Given request:
Copy out every one of the entries below word for word, keeping each line and number unchanged.
⟨
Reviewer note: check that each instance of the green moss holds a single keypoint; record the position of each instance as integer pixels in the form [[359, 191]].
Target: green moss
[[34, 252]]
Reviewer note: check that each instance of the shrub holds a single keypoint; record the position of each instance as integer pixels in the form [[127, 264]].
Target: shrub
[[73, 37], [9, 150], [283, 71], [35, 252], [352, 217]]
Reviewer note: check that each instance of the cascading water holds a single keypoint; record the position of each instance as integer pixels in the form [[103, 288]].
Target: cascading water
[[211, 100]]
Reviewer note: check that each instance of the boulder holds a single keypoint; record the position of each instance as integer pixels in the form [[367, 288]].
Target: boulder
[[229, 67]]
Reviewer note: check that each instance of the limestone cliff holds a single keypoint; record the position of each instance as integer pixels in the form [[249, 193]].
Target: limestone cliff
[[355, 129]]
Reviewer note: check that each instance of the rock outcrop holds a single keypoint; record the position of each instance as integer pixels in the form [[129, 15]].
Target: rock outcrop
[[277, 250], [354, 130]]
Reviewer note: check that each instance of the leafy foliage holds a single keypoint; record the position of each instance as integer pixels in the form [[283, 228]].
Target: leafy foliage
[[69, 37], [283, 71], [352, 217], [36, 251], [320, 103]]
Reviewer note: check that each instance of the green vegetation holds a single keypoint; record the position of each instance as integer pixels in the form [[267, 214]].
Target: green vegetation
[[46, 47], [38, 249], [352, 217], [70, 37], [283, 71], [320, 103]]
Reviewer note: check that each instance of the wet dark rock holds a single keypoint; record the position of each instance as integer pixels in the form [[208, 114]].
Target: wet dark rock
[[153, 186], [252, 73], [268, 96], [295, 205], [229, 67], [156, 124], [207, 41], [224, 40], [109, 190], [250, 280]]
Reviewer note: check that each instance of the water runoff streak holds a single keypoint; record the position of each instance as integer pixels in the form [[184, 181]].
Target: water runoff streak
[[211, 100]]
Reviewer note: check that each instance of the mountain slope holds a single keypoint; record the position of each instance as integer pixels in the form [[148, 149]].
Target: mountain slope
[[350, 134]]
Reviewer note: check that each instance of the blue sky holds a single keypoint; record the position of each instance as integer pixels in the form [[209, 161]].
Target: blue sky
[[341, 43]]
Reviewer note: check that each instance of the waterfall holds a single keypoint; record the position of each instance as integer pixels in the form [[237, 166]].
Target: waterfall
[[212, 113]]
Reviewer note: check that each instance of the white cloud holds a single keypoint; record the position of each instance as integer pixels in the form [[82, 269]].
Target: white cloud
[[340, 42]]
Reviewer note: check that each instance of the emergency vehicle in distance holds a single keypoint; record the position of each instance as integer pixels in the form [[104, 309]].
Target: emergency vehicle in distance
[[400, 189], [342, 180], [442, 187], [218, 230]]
⟩
Solution for this task:
Reviewer note: check that each instance of the green moss holds a single keypoint; record the position of each instance as integer pixels in the form [[359, 191]].
Target: green moss
[[34, 252]]
Reviewer note: check that each instance of the shrub holds a single keypoint; record the position of each instance as integer pixels in the form [[127, 264]].
Target: shrub
[[73, 37], [9, 150], [283, 71], [35, 252], [352, 217]]
Reviewer note: check that each instance of the cascading water holds a single keypoint; record the position of each instance as integer pixels in the form [[103, 288]].
Target: cascading water
[[211, 100]]
Reviewer note: check that each instance of the boulder holds a single keypoint; record the position of each instance as integer pixels in the form [[367, 288]].
Target: boulder
[[229, 67]]
Reviewer note: check that each instance of the limestone cliff holds a single keypoint; record the position of each instance as integer pixels in the form [[249, 193]].
Target: limestone cliff
[[355, 129]]
Reviewer note: check that each instance of the rock outcrop holds a single keypoint; record the position of each instance as integer pixels in the form [[129, 15]].
Target: rock outcrop
[[277, 250], [354, 130]]
Reviewer note: check that each instance of the leafy foliage holds a single keypoint; record the position of each instance as integer pixels in the form [[283, 228]].
Target: leafy foliage
[[69, 37], [283, 71], [352, 217], [36, 251], [320, 103]]
Reviewer note: check that each instance of the green vegetation holds a single keypoint; record the position of each instance as integer pixels in the form [[267, 214]].
Target: green vegetation
[[46, 47], [38, 249], [352, 217], [70, 37], [283, 71], [320, 103]]
Reviewer note: check that each instance of the wet dark rock holds a single keypoint; record the position of each instance as integer pixels in the form [[208, 114]].
Target: wet dark rock
[[153, 186], [252, 73], [268, 96], [295, 205], [229, 67], [156, 124], [207, 41], [224, 40], [109, 190], [250, 280]]
Reviewer note: check that each instance of the water runoff streak holds a single keypoint; record the position of each instance as integer pixels in the form [[184, 181]].
Target: water runoff streak
[[211, 100]]
Reviewer note: check that each instance of the mountain slope holds a single keypoint; record the position of each instance as integer pixels in the form [[148, 149]].
Target: mountain slope
[[350, 134]]
Reviewer note: check that each instance of the blue sky holds a single keypoint; record the position of each instance as integer pixels in the form [[209, 161]].
Target: blue sky
[[341, 43]]
Reviewer note: check that each instance of the waterfall holds a single keypoint; record the position of each instance as integer pixels in the form [[237, 166]].
Target: waterfall
[[212, 113]]
Reviewer note: check that each instance of the white cloud holds a single keypoint; record the position of each instance as integer pixels in the form [[82, 269]].
Target: white cloud
[[340, 42]]
Reviewer note: check that each instance of the emergency vehicle in distance holds a single keypoint; record the position of each instance as integer pixels in the form [[104, 309]].
Target: emergency vehicle in distance
[[400, 189], [342, 180], [442, 187], [218, 230]]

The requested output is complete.